▶ _Required task 1_
Translate this sentence from the piece on the Dallas Stars trade below into Spanish: "Derek Roy is part of that process, even if he is only under contract for one more season."
▶ _Required task 2_
Using the piece on the Dallas Stars trade below, decide whether each statement agrees with it. Answer yes or no for each, and quote the words that decide it.
(a) Ribeiro came to Dallas in 2006.
(b) Cody Eakin was 21 years old at the time of the trade.
(c) The Stars traded Derek Roy away.
▶ _Required task 3_
Carry on the piece on the Dallas Stars trade below, picking up right after its final sentence.

▶ _Selected passage_
----

Last season, the Dallas Stars employed 22-year old Jamie Benn and 32-year old Mike Ribeiro at center on the top two lines with mixed results. Heading into the offseason the call was for a "youth movement," a transition to a younger core of players. So the Stars ship out 32-year old Ribeiro and 29-year old Steve Ott...for 29-year old Derek Roy and 21-year old Cody Eakin. Roy is only under contract for one more season, but it seems that Stars fans are frustrated by the notion of basically swapping players in Ribeiro and Roy, and losing Ott in the process.
It's just not that simple.
Ribeiro had long been the offensive dynamo for the Stars since coming to Dallas in 2006, yet his two-way game had deteriorated to the point where the Stars had to go to great lengths to get him the offensive zone support he needed to be effective overall. Even as the Stars forward with the most offensive zone starts against relatively easy competition, Ribeiro still struggled overall making his offensive contributions outweigh his defensive shortcomings and that of his line.
The Stars are certainly in a transition right now, attempting to move on from the core of the past five or six years to a younger group of players built around Jamie Benn and Loui Eriksson. Unfortunately, most of the promising young players are likely a year or so out from NHL duty and while players like Matt Fraser and Brenden Dillon will get opportunities this season -- the Stars needed a way to bridge that transition and not only remain competitive, but actually improve in the process.
Derek Roy is part of that process, even if he is only under contract for one more season. For this next season alone, Roy provides better balance and flexibility for the Stars on the top two lines and while Ribeiro may be the more dynamic offensive player -- Roy is a much better fit for the team the Stars are building.

----

▶ _Material provided_

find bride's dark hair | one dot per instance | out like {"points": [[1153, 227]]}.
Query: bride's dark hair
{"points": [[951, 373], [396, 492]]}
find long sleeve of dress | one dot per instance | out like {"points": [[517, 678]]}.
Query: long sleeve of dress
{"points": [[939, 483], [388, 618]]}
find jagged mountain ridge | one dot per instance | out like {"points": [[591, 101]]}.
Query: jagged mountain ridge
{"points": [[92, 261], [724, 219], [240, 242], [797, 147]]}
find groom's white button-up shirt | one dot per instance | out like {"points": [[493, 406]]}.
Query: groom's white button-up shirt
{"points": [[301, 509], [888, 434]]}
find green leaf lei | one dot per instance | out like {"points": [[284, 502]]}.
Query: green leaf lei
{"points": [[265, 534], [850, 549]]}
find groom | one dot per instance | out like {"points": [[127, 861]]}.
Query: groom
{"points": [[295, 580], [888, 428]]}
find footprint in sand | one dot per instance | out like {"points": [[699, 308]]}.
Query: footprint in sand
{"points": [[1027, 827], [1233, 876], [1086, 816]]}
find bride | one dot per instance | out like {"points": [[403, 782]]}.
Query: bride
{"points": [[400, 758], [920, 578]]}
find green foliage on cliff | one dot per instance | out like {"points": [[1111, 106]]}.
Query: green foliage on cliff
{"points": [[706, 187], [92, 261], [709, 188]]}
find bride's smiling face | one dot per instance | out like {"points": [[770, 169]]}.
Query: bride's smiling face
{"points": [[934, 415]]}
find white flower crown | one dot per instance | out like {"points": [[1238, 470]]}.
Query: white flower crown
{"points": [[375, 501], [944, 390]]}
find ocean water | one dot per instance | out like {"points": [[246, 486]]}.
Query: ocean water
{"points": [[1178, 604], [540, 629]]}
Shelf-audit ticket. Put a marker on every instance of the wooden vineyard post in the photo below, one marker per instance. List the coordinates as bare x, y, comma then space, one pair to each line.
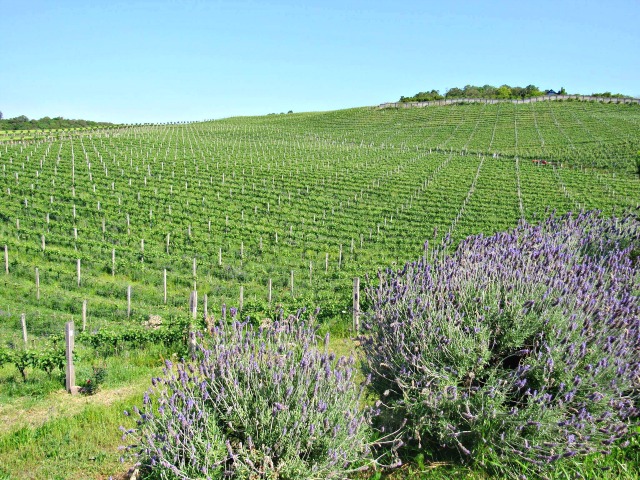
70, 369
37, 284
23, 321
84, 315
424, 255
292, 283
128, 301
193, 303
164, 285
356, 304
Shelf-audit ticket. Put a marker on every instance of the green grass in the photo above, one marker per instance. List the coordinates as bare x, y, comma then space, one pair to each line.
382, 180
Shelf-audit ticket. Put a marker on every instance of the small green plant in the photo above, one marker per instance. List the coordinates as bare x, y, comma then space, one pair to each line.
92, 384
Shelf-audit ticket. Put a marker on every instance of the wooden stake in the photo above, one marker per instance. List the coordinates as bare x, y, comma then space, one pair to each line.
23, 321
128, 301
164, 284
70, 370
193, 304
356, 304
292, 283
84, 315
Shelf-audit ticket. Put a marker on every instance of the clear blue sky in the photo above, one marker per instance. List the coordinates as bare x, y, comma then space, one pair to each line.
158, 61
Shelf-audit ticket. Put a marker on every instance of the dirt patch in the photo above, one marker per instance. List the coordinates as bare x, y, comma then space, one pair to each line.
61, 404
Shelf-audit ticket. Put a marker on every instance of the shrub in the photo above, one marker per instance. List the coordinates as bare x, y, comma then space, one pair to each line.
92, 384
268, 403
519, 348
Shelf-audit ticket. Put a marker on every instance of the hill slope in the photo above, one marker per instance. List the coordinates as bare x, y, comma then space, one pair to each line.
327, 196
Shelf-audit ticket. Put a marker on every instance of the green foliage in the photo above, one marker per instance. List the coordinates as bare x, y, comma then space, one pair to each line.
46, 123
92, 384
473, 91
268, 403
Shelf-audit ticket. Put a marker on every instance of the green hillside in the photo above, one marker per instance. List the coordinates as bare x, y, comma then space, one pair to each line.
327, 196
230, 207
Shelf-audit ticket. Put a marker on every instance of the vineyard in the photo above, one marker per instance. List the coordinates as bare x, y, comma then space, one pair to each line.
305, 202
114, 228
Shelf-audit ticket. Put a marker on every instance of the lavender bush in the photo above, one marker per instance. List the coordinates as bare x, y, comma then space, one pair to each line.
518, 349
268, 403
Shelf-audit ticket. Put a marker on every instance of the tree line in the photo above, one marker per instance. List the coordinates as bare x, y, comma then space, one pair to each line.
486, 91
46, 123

----

▶ _Exercise result 1_
Derek Roy es parte de ese proceso, aunque solo tenga contrato por una temporada más.

▶ _Exercise result 2_
(a) Yes: "since coming to Dallas in 2006"
(b) Yes: "21-year old Cody Eakin"
(c) No: "the Stars ship out 32-year old Ribeiro and 29-year old Steve Ott...for 29-year old Derek Roy and 21-year old Cody Eakin"

▶ _Exercise result 3_
Before I get to Roy, I want to weigh in on the Mike Ribeiro trade. There were two factors that went into this trade, at least in my estimation:
** Mike Ribeiro was not only a part of this team's plans for the future but also not part of their transition plans for this next season. There was no need to keep him for next season if his value was just going to go down the close he got to free agency. It's also very telling that Ribeiro only fetched Cody Eakin and a 2nd round pick.
** Mike Ribeiro, even if he had stayed this next season, was not the sort of center that fits the type of team Gulutzan and Nieuwendyk want to build. His presence hindered Jamie Benn's progress as an offensive powerhouse and overall, the Stars needed more balance from the top line to the fourth when it comes to defensive responsibility.
As such, the Stars traded Ribeiro -- a very talented player who just didn't fit the plans for this team -- for a young, speedy center in Eakin who projects as a more-than-capable third-line center. A speedy third line center who is still far from his prime is something the Stars have needed, especially considering the dire nature of the depth at that position. While Colton Sceviour could, in theory, also fill that role -- or Scott Glennie -- the Stars have found over the past few years that there is no such thing as too many assets in one position.
That leaves the hole at second-line center, vacated by Ribeiro and leaving a hole not just short-term, but long-term as well. The Stars got lucky (or took a calculated risk) and had Radek Faksa fall to them in the draft, an extremely talented center who projects as a very effective second-line center who will be a very capable two-way forward in the NHL. While he could be ready for the NHL this season, in theory, it's more likely he makes the jump next season after one more year in the WHL.
Enter Derek Roy, under contract for this next season and more than capable of re-signing if the team is pleased with his progress and health and he's found his game again. In the meantime, the Stars have a player that fills that immediate need for a capable center behind Jamie Benn, as it's more than obvious that the Stars are focused on not only building for the future but also improving this next season.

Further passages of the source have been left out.